Prompt -
Quote the lines below exactly, from the one that holds "Target: small shed on bank" through the final line of the records, and only those.

Entries shown -
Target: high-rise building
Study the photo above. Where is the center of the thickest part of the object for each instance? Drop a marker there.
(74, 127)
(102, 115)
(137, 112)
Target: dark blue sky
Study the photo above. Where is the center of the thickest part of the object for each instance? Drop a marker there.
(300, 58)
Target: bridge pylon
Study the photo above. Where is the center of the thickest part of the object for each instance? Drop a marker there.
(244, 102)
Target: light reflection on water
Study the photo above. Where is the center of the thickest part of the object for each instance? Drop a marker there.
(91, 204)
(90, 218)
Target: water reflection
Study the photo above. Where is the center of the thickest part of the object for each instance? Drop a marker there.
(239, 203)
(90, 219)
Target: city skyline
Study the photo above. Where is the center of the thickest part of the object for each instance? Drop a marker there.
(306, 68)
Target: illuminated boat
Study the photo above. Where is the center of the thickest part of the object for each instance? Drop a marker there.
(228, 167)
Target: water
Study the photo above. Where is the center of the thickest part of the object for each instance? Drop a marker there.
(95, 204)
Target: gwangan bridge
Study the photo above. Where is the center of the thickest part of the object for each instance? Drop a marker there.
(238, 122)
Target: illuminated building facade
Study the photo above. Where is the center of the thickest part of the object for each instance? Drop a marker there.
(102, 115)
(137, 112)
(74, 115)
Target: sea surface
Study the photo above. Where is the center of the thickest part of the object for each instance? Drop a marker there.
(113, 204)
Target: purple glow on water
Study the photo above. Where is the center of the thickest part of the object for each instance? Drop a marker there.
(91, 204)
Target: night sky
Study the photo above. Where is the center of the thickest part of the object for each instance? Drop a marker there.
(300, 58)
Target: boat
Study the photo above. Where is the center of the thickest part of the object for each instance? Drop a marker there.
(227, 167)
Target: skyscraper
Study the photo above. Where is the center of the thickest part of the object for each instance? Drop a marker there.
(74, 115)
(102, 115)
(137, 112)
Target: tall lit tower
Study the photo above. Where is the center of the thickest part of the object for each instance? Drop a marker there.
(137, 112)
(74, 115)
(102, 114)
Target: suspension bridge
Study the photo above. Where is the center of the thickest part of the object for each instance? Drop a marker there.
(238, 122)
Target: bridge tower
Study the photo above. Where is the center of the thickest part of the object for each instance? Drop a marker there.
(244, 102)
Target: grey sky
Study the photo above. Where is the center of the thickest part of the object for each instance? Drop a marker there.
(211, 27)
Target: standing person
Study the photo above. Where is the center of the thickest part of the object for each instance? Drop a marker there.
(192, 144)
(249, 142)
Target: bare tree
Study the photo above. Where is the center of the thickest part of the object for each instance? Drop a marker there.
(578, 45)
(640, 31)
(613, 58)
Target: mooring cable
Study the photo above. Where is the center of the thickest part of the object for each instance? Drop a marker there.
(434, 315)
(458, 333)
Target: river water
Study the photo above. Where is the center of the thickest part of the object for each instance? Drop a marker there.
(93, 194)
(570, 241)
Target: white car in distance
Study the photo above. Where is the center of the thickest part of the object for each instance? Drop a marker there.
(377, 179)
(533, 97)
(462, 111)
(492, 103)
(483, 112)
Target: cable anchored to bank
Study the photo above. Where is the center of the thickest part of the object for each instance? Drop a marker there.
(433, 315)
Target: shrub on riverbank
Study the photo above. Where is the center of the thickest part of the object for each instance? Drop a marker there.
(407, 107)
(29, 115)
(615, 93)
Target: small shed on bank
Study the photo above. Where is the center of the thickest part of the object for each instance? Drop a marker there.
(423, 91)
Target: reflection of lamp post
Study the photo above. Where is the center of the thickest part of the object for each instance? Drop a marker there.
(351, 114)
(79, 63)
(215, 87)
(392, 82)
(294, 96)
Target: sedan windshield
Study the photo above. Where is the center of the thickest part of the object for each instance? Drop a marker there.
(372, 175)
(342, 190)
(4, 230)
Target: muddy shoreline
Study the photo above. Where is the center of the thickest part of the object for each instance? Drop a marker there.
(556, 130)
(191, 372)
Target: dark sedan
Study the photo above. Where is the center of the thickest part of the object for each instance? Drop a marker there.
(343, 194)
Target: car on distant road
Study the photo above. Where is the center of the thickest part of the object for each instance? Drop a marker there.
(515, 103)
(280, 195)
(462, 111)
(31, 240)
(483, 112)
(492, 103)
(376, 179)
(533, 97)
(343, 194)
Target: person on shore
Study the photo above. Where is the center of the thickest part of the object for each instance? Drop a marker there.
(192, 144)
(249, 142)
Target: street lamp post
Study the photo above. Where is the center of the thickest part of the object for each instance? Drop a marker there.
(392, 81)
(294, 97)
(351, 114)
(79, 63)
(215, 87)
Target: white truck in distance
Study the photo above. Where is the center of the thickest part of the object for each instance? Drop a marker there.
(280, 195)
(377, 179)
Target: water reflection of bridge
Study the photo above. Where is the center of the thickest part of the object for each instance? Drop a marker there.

Task output -
Target: small shed on bank
Study the photo above. Where is the center of the thickest part of the object for each instance? Drop a marker there.
(423, 91)
Target: reflection of lamp post
Study the photo above. Where is the center of the thickest part of the object for each instance? Drop a marker there.
(351, 114)
(79, 63)
(215, 87)
(392, 82)
(294, 96)
Target: sedan windshield
Study the photo above. Where is the center of the thickest part of the object for each instance? Drop a marker there.
(372, 175)
(342, 190)
(4, 230)
Target: muddy shoreline
Study the photo above. Where is the center of the thickest part of the object for each instance? Drop a marker there.
(556, 130)
(191, 372)
Target: dark sedan
Study the photo above. Where is the center of the thickest part of the object for each instance? Drop a marker there.
(343, 194)
Target: car on distant road
Study the photo above. Where is the center of the thickest part of the object for each instance? Drop a marker there.
(515, 103)
(280, 195)
(462, 111)
(31, 240)
(483, 112)
(492, 103)
(376, 179)
(533, 97)
(343, 194)
Target: person on shore
Study the photo above. Where is the center of the thickest part of the object for each instance? Drop a marker there.
(192, 144)
(249, 142)
Target: street lamp post
Study the photo above. Where is the center of the thickest part of the object for each instance? Drop a marker there.
(392, 81)
(294, 97)
(351, 114)
(79, 63)
(215, 87)
Target: white truck in distance
Study the photo above. Where is the center of the thickest part of the object for each instance? Drop a marker there.
(280, 195)
(377, 179)
Target: water reflection of bridge
Study the photo above. Where is the center of the thickest part of the object for each instance? Drop a marker there.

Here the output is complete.